Task to carry out
Rewrite the items as a numbered list with blank lines omitted, starting at the first line of the items and stopping after the line that contains "118), (287, 88)]".

Provided records
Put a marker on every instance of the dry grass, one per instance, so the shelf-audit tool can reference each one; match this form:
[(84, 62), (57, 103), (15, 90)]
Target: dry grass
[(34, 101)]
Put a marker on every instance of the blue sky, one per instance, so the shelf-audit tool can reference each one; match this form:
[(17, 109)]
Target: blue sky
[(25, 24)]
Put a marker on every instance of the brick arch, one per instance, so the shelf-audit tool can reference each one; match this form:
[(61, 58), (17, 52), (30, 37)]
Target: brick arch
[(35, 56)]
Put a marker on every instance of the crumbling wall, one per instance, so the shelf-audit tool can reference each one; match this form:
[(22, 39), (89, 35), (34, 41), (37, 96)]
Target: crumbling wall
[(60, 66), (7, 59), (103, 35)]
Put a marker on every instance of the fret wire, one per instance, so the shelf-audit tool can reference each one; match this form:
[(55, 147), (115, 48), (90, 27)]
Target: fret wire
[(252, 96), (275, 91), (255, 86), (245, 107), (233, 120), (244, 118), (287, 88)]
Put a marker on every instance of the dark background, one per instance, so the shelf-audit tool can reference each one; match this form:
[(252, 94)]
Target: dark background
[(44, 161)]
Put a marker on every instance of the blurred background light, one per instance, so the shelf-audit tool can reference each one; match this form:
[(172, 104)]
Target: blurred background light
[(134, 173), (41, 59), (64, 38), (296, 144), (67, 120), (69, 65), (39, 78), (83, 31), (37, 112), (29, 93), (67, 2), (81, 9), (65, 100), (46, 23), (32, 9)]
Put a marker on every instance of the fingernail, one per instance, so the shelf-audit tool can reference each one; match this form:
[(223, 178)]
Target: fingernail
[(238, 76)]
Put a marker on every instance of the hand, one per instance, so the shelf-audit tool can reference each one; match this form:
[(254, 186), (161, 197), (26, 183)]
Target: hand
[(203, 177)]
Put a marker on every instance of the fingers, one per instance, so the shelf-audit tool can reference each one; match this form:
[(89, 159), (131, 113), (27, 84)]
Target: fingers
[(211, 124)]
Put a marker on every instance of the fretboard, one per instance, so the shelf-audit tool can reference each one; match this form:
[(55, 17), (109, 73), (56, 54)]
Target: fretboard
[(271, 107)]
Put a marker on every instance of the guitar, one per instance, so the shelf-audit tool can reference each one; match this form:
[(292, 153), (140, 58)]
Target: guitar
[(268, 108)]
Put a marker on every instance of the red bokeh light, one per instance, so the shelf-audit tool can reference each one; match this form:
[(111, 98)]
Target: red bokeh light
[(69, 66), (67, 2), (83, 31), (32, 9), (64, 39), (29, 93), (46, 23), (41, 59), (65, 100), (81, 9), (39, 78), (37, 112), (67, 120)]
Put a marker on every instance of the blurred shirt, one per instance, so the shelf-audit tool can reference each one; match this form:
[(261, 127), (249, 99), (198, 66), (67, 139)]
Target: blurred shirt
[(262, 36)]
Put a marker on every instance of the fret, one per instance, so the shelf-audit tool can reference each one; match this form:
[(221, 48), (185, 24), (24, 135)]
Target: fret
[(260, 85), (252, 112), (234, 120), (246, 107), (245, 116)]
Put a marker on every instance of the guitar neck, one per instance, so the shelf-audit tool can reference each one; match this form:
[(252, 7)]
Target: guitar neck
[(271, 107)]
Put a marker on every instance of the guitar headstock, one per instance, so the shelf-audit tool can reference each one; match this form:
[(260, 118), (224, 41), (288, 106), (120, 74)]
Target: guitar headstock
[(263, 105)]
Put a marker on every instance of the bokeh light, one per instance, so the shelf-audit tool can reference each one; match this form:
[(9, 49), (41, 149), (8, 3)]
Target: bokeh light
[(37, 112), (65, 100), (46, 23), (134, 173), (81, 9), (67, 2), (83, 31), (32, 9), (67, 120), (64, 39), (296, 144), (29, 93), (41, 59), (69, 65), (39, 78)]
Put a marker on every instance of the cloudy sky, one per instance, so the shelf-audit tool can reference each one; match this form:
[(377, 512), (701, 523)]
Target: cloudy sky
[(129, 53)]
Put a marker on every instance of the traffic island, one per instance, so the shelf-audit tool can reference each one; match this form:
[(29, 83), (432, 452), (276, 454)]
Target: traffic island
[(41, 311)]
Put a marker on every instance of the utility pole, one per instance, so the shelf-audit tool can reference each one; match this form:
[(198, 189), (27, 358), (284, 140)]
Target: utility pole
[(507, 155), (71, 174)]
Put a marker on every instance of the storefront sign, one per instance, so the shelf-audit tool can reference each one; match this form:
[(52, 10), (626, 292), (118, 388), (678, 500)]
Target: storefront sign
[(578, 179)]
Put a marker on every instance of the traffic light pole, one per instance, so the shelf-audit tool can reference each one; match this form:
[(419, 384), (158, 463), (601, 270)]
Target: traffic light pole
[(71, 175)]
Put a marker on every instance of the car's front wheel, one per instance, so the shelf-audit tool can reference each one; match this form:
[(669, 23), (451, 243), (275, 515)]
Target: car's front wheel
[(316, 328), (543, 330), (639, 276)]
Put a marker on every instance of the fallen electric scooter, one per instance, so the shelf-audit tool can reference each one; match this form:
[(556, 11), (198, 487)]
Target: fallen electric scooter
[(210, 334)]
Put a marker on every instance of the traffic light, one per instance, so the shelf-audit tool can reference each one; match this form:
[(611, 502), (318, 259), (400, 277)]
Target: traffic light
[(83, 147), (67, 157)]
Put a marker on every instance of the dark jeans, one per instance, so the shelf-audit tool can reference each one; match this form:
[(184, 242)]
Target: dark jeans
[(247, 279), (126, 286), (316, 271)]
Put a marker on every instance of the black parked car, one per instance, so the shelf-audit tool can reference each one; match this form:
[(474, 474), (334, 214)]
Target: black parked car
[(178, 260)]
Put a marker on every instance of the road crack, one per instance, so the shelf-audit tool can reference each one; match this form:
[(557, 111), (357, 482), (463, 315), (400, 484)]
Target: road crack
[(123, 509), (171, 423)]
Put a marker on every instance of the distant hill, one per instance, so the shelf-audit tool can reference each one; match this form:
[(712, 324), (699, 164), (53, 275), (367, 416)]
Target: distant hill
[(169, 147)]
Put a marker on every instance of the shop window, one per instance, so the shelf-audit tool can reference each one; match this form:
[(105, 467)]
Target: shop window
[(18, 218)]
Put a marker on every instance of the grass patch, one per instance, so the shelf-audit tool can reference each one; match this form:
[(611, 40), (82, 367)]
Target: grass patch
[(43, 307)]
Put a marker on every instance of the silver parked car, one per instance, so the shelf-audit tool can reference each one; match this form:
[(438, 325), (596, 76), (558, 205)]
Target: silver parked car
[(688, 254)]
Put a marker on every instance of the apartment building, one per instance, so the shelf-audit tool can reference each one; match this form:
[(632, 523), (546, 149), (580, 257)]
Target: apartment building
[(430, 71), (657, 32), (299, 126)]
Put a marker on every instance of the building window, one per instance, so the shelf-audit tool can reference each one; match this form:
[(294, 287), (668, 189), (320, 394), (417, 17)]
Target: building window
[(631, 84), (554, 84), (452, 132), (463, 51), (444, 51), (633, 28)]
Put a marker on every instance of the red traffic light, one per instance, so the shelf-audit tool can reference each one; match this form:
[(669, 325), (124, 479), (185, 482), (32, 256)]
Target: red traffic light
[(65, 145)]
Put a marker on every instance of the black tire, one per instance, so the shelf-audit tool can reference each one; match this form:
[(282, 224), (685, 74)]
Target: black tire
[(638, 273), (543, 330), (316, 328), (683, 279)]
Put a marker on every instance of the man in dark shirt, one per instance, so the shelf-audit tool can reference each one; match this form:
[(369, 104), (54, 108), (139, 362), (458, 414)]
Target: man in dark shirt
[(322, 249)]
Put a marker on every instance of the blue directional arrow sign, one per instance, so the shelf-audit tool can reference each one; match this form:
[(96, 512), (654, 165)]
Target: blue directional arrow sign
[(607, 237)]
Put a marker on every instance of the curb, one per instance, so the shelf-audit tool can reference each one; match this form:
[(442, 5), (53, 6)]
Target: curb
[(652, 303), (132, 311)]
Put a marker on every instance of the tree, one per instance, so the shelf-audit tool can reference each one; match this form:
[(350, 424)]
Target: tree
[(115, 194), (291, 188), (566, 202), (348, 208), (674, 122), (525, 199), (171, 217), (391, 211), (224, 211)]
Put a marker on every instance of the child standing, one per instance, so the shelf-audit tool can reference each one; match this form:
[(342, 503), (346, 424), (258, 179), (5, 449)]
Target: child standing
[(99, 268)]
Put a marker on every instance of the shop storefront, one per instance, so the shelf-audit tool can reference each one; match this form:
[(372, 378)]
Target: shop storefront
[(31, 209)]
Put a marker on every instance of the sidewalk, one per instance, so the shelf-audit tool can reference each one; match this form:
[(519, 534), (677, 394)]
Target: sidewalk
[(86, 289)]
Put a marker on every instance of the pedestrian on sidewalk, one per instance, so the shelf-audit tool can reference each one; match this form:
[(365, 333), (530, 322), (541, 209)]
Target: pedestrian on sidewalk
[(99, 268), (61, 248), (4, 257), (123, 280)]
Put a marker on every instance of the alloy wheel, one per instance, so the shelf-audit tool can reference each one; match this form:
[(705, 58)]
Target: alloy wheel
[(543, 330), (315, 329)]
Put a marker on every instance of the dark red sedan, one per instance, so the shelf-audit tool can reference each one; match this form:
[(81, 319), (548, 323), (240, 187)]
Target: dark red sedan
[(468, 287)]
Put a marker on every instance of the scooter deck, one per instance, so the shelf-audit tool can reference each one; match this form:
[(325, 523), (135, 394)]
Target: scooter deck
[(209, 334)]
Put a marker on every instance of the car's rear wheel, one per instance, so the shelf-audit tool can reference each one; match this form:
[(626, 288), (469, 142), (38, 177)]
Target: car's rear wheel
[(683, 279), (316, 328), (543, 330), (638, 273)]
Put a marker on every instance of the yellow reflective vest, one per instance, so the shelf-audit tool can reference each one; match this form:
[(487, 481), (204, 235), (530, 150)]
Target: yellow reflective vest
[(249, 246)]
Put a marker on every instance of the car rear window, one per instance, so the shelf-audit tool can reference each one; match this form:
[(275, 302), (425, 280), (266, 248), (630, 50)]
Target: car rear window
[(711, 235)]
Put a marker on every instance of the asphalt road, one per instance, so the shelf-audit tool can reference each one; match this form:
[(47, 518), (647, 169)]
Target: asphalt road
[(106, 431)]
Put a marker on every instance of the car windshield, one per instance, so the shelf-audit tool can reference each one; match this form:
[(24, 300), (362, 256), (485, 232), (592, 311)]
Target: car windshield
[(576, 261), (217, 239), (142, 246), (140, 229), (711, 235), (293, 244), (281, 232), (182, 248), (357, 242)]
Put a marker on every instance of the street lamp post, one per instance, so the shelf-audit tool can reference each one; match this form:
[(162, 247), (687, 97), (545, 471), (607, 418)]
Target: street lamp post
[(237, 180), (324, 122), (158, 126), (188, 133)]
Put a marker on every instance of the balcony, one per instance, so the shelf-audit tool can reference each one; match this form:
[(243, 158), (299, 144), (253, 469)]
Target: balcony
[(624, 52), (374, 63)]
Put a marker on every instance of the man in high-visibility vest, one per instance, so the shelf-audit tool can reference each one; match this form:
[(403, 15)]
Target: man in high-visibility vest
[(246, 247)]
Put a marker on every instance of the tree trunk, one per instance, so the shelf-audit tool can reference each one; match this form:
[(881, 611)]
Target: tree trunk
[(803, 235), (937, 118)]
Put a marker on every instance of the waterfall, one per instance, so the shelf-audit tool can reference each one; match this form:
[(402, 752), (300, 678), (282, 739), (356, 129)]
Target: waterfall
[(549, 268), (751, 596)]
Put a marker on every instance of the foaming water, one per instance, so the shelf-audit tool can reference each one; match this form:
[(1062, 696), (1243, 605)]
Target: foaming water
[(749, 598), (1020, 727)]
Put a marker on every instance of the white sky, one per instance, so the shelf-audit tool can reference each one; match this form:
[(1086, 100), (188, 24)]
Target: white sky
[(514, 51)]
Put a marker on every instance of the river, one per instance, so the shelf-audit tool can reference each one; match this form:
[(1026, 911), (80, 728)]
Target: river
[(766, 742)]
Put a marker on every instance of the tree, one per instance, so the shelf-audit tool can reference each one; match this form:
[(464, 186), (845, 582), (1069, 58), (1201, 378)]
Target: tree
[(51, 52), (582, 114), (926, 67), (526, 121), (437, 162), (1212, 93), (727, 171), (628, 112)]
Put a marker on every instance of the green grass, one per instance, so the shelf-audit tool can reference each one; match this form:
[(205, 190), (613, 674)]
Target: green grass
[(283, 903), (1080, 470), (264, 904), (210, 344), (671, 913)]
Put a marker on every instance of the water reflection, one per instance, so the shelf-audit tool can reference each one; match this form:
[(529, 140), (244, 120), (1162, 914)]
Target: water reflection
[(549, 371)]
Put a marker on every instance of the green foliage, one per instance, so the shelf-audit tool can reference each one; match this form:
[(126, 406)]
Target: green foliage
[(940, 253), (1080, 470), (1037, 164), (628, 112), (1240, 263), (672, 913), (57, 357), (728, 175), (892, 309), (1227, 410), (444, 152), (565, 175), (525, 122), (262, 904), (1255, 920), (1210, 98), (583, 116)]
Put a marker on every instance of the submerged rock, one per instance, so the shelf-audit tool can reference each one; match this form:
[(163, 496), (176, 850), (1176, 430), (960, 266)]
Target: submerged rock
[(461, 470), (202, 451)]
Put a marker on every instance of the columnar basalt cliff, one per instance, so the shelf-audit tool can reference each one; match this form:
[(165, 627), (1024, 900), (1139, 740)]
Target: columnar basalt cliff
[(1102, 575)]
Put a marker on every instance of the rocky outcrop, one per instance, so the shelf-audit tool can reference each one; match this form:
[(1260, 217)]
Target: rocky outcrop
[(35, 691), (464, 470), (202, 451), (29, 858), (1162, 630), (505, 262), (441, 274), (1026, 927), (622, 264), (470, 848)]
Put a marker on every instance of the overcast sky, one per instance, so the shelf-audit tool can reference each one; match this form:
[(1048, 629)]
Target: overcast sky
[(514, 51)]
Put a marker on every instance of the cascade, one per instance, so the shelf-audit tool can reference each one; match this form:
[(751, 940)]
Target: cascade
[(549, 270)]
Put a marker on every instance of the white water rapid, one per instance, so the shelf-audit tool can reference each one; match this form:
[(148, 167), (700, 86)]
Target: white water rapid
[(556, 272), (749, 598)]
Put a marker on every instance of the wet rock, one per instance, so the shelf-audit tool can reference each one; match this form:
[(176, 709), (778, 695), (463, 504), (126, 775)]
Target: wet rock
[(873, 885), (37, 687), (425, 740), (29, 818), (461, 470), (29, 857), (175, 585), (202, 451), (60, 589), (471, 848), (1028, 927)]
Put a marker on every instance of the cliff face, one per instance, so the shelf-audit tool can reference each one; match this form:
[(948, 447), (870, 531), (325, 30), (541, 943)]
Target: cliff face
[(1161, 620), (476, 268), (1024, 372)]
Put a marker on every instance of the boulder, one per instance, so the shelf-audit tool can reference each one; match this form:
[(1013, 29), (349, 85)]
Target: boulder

Solution to this task
1. Put a marker on every instance of the dry grass, one per instance, so the shelf-audit tool can reference each one; match this form:
2. [(84, 62), (57, 103), (15, 90)]
3. Target: dry grass
4. [(34, 101)]
5. Put a marker on every instance of the blue sky, one per instance, so the shelf-audit tool can reference each one; match this form:
6. [(17, 109)]
7. Target: blue sky
8. [(25, 24)]
9. Put a marker on every instance of the brick arch, one per instance, so the shelf-audit tool can reference each one; match this form:
10. [(61, 58), (17, 52), (30, 37)]
11. Target: brick arch
12. [(35, 56)]
13. Put a marker on every instance of the crumbling wall, one per instance, so the shelf-audit tool can reference each one; match this form:
14. [(22, 39), (89, 35), (34, 41), (37, 96)]
15. Target: crumbling wall
16. [(60, 66), (7, 59), (103, 35)]
17. Put a marker on every instance of the fret wire, one per instance, so the shelf-audit tool can reference each one; match this form:
18. [(55, 147), (115, 48), (90, 27)]
19. Target: fret wire
20. [(252, 96), (275, 91), (255, 86), (245, 107), (233, 120), (244, 118), (287, 88)]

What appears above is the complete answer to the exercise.